# Исходный отрывок
====

Здесь Ермолов почти что крепостник. К тому же не жалует заговорщиков: «Мне не нравится и самый способ секретного общества , ибо я имею глупость не верить, чтобы дела добрые требовали тайны» [там же, с. 35].
Но вот совсем другой Ермолов: в тех же дружеских письмах он неизменно именует Аракчеева Змеем (так же как Петра Волконского, начальника Главного штаба, — Петроханом); не раз вспоминает, что еще в молодости, при Павле, несколько лет пробыл в тюрьме и ссылке.
В чине полковника Ермолов столь дерзко держался с высшими, что они, говорят, мечтали, чтобы его скорее сделали генералом, и тогда уж не стыдно будет выносить дерзости; позже на него постоянно доносят за «снисходительное обращение с молодежью». Огарев заметит, что на Кавказе именно со времени Ермолова «не исчезал приют русского свободомыслия» [ПЗ, VI, с. 346].

====

# Обязательные задания
**1.** Перепишите из отрывка о Ермолове участок от «Но вот совсем» до «тюрьме и ссылке.», переименовав «Змеем» в «Драконом».
**2.** Каким прозвищем, согласно отрывку о Ермолове, он называл в дружеских письмах Петра Волконского?
**3.** Переведите на английский язык предложение из отрывка о Ермолове: «Огарев заметит, что на Кавказе именно со времени Ермолова «не исчезал приют русского свободомыслия».
Записи здесь никак не используются.

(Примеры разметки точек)
====

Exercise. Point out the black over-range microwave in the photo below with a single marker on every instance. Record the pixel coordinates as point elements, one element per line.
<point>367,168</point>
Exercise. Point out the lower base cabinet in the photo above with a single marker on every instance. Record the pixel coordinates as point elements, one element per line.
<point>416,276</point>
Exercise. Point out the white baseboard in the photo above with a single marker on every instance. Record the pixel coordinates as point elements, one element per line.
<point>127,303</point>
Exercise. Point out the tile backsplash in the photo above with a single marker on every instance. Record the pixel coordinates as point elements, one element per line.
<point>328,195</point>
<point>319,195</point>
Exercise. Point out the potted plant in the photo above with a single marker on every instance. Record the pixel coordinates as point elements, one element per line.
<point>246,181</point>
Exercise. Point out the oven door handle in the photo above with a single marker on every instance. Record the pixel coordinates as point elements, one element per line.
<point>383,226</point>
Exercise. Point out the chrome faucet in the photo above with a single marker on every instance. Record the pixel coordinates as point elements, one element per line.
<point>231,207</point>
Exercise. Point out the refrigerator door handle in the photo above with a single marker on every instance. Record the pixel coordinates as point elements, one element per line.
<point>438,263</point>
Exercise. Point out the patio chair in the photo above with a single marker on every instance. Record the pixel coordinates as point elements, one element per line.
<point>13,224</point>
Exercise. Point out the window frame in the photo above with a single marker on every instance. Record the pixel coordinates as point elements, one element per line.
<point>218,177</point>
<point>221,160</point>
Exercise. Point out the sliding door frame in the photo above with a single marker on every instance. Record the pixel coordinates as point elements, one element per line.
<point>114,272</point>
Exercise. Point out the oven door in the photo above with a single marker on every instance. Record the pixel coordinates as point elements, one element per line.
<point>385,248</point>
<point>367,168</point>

====

# Ответы
**1.**
Но вот совсем другой Ермолов: в тех же дружеских письмах он неизменно именует Аракчеева Драконом (так же как Петра Волконского, начальника Главного штаба, — Петроханом); не раз вспоминает, что еще в молодости, при Павле, несколько лет пробыл в тюрьме и ссылке.

**2.** Петроханом.

**3.** Ogarev would remark that it was precisely from Yermolov's time on that in the Caucasus "the refuge of Russian free thought did not vanish."